The grape harvest season has started in France and I would like to take this opportunity to give you a first insight of Alsace wine and the vintage 2012.
When I started working at Armand Hurst beginning of July, wine-growers were in the middle of green pruning (see green pruning in Alsace). After a long and heterogeneous flowering (3 weeks instead of 10 days) and a lukewarm weather (very warm and sunny days followed by rainy days), every wine-grower could tell you that 2012 isn’t going to be the best year in terms of harvest.
The main issue being diseases affecting the vine. Because of this hot and yet wet weather the main diseases that we’ve seen developing are downy mildew (caused by high levels of humidity), oidium or powdery mildew (caused by high levels of humidity and a dry weather) and more recently scalding (caused by an excess of heat) of the grapes.
But how are these diseases developing on the grapes? Basically, mildew and oidium are two types of fungus that will develop under the circumstances mentioned earlier on the leafs and grapes and will spread until the berries split under oidium or rotten under downy mildew, unless, the level of humidity decreases. On the other hand, scalding will simply transform the grape into raisin or give a “sunburn” look to it.

RECORDS:
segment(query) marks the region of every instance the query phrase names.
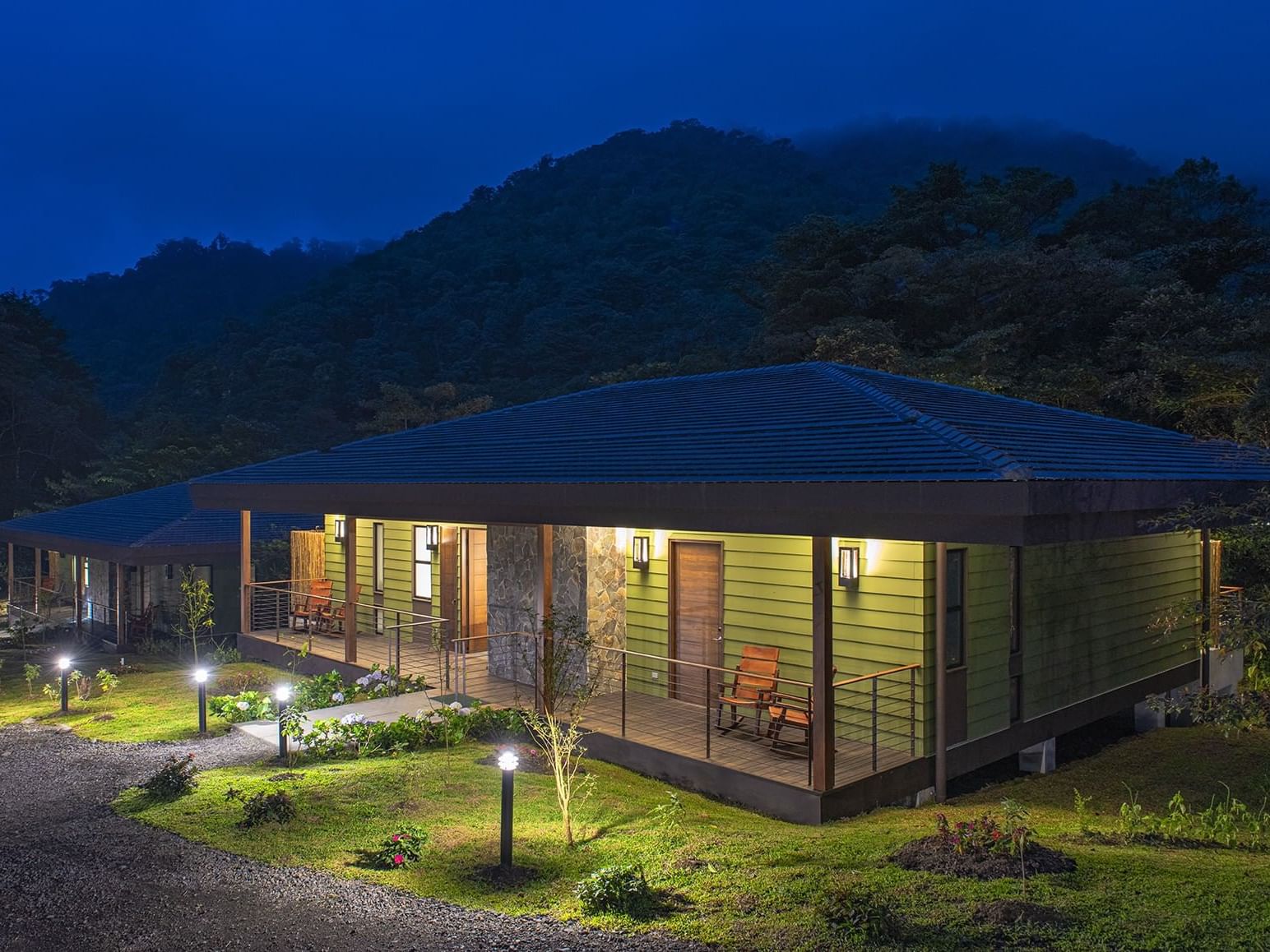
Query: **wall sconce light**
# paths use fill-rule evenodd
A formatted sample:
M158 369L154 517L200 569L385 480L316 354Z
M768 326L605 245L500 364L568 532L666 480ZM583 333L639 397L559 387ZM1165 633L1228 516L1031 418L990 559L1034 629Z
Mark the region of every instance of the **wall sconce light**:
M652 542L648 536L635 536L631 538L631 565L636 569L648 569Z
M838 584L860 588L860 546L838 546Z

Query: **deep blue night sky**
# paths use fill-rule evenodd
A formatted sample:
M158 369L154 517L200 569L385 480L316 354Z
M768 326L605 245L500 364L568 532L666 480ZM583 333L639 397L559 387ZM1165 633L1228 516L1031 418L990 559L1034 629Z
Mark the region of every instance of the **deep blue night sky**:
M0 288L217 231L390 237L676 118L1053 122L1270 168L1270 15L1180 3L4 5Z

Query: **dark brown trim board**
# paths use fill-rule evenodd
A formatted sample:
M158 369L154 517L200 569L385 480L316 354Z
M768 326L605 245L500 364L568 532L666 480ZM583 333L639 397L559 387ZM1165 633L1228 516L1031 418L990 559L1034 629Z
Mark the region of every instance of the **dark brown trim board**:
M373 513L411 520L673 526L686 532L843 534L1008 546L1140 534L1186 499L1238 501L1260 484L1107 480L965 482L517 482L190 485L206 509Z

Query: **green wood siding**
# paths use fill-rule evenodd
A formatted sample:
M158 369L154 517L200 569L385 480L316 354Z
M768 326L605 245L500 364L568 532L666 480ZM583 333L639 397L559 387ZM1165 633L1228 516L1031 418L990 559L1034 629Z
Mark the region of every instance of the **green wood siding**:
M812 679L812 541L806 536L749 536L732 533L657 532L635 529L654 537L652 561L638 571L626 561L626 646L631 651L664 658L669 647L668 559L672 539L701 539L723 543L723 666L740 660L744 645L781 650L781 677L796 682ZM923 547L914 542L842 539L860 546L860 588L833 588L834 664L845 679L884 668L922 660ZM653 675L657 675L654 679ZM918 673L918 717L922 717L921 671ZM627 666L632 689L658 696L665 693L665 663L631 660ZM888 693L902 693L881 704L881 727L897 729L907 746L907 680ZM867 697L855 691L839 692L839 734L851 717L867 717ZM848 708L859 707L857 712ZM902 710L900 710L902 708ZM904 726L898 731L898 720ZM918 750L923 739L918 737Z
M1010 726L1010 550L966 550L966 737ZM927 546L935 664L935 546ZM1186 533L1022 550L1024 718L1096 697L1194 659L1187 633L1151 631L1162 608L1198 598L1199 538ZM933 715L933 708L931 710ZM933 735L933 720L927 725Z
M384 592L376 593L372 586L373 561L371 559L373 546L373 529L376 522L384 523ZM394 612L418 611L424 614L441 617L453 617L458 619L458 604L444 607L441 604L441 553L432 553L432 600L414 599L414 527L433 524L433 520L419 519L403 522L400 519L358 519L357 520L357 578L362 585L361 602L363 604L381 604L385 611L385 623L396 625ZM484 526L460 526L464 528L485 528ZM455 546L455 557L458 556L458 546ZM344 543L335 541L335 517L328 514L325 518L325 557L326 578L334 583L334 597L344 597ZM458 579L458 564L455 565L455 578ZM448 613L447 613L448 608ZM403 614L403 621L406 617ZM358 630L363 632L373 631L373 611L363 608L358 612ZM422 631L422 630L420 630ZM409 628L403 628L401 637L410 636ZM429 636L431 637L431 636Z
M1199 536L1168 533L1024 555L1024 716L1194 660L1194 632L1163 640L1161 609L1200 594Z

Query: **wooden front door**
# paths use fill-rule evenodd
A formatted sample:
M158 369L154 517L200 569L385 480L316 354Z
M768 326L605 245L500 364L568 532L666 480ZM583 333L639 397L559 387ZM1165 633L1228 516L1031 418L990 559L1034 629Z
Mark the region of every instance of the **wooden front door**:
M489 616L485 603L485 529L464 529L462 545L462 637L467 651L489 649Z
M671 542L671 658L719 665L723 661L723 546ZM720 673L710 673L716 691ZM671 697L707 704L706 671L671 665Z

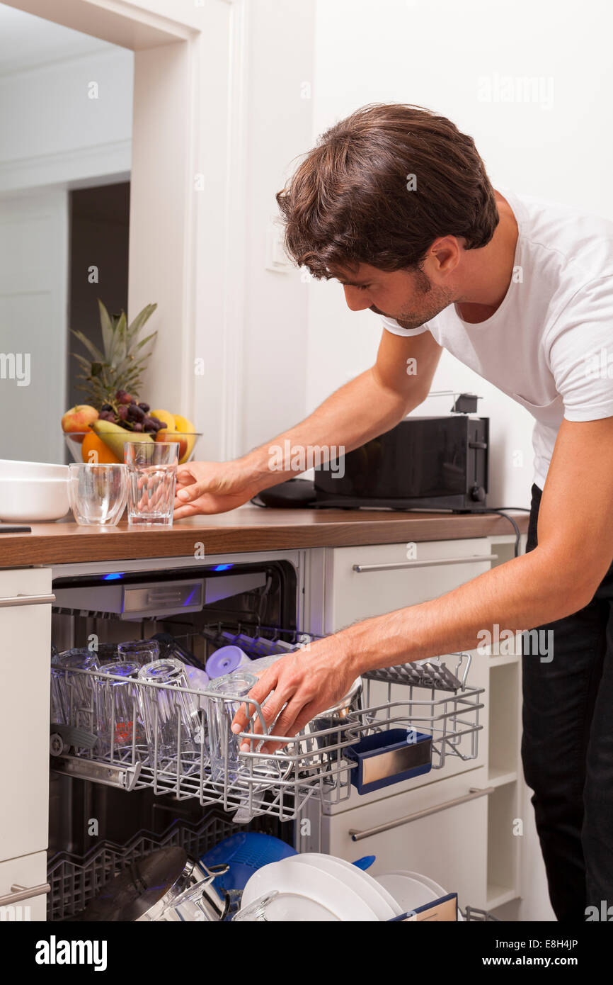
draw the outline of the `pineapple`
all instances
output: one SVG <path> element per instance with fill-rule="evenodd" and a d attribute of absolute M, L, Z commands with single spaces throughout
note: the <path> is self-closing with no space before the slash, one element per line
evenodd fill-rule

SET OF TASKS:
a) Edit the Alsace 2012 vintage text between "The main issue" and "look to it.", inclusive, changing "downy mildew" to "peronospora".
b) Proceed with the Alsace 2012 vintage text, picking up after its final sentence.

ANSWERS GIVEN:
a)
The main issue being diseases affecting the vine. Because of this hot and yet wet weather the main diseases that we’ve seen developing are peronospora (caused by high levels of humidity), oidium or powdery mildew (caused by high levels of humidity and a dry weather) and more recently scalding (caused by an excess of heat) of the grapes.
But how are these diseases developing on the grapes? Basically, mildew and oidium are two types of fungus that will develop under the circumstances mentioned earlier on the leafs and grapes and will spread until the berries split under oidium or rotten under peronospora, unless, the level of humidity decreases. On the other hand, scalding will simply transform the grape into raisin or give a “sunburn” look to it.

b)
Because of this high pressure of diseases in the vineyard, the only solution to try and protect the growth as much as possible is to treat the vine. Treating the vine can be the answer to each and every problem unless you’re practising Integrated Pest Management (IPM), organic farming or biodynamic farming. In that case, the products used will be chosen very carefully and it can quickly become a nightmare for the wine-grower to deal with these diseases, especially the fungus type. Regarding scalding, the best way to avoid it is to leave the leafs on the vine in order to protect the grapes, but this can be quite difficult for a wine-grower to do as leaving the leafs can also be roots of humidity on the grapes.
You’ve understood it, in an ideal world, wine-growing would be the nicest and most peaceful job in the world. But since this is not the case, and this year is a proof of it, wine-growing is a science that needs to be know and understood as much as possible in order to get your much needed amount of grapes to the cellar. To finish on a good note, according to medias even though 2012 has been a tough year and wine-growers will see their harvest quantity decrease, it shouldn’t affect the quality of the vintage…bad news for us, consumers, it most certainly means that prices will rises for the vintage 2012.